练习任务 >>
[a] 在这段讲 Spark 划分 Stage 的文字所附的代码中，找出所有用 val 声明的变量，并写出它们的名称。
[b] 请把这段讲 Spark 划分 Stage 的文字中从“private def getMissingParentStages(stage: Stage): List[Stage]”到“rddHasUncachedPartitions = getCacheLocs(rdd).contains(Nil)”的部分原样抄写下来。

给定文字 >>
---*---
进入handleJobSubmitted()
方法,可以看到它将最后一个RDD(Final RDD)传入进去了,这里调用createResultStage()
方法创建resultStage,resultStage是一个Job中最后一个Stage。然后继续看代码,下面执行了submitStage()
方法,这个方法会递归地调用,从第一个stage开始,到最后一个Stage,直到所有的Stage都提交完毕,submitStage()
又调用了getMissParentStage()
方法,在这里划分Stage为ShuffleMapStage和ResultStage。除了最后一个Stage,其他Stage都被称为ShuffleMapStage。
private def getMissingParentStages(stage: Stage): List[Stage] = {
val missing = new HashSet[Stage]
val visited = new HashSet[RDD[_]]
// We are manually maintaining a stack here to prevent StackOverflowError
// caused by recursively visiting
val waitingForVisit = new Stack[RDD[_]]
def visit(rdd: RDD[_]) {
if (!visited(rdd)) {
visited += rdd
val rddHasUncachedPartitions = getCacheLocs(rdd).contains(Nil)
if (rddHasUncachedPartitions) {
for (dep <- rdd.dependencies) {
dep match {
case shufDep: ShuffleDependency[_, _, _] =>
val mapStage = getOrCreateShuffleMapStage(shufDep, stage.firstJobId)
if (!mapStage.isAvailable) {
missing += mapStage
}
case narrowDep: NarrowDependency[_] =>
waitingForVisit.push(narrowDep.rdd)
}
}
}
}
}
waitingForVisit.push(stage.rdd)
while (waitingForVisit.nonEmpty) {
visit(waitingForVisit.pop())
}
missing.toList
}
这里通过一个Stack来将RDD压栈,如果是窄依赖,就将递归地将RDD压入栈中,这个RDD是一个Stage的最后一个RDD。取出时又将RDD取出,分别调用了SubmitStage()
方法。
总结
DAG Scheduler划分Stage的过程就是依靠RDD之间的依赖关系来决定的,Action算子触发DAG Scheduler,DAG Scheduler通过依赖关系将其划分为ShuffleMapStage和ResultStage。其中最重要的方法是getMissingParentStages
。其底层依靠栈结构和递归来实现对RDD的遍历和Stage的划分。通过最后一个RDD,一直递归向前遍历,触底之后开始从前往后提交Stage。
文章结构比较混乱,一方面自己对Spark还没有很熟,另一方面源码还是不容易讲的。下一篇想要讲讲TaskScheduler分配任务的过程。
---*---
(源数据)

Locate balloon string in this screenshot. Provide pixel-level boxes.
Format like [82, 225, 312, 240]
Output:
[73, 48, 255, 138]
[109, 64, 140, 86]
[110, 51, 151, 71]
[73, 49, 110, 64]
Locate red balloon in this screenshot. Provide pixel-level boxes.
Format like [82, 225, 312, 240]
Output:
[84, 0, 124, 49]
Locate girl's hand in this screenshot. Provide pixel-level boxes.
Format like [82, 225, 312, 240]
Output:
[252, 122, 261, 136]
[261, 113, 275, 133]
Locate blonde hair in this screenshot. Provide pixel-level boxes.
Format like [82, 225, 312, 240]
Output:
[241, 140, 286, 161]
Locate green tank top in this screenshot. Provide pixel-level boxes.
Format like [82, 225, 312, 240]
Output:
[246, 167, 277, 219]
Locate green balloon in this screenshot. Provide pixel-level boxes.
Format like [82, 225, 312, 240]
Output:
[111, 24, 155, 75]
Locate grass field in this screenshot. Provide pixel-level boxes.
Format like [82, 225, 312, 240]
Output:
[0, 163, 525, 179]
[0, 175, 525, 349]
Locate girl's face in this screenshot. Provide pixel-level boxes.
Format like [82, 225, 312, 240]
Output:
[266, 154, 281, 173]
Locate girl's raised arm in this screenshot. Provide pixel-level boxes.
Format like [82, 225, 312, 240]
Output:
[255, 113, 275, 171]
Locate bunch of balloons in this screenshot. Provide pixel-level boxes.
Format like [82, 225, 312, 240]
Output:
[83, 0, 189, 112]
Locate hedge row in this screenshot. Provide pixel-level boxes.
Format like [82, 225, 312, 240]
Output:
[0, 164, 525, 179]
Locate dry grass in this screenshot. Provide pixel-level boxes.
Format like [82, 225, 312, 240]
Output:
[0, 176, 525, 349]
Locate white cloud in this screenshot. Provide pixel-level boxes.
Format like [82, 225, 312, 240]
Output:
---*---
逐题解答 >>
[a] missing、visited、waitingForVisit、rddHasUncachedPartitions、mapStage

[b]
private def getMissingParentStages(stage: Stage): List[Stage] = {
val missing = new HashSet[Stage]
val visited = new HashSet[RDD[_]]
// We are manually maintaining a stack here to prevent StackOverflowError
// caused by recursively visiting
val waitingForVisit = new Stack[RDD[_]]
def visit(rdd: RDD[_]) {
if (!visited(rdd)) {
visited += rdd
val rddHasUncachedPartitions = getCacheLocs(rdd).contains(Nil)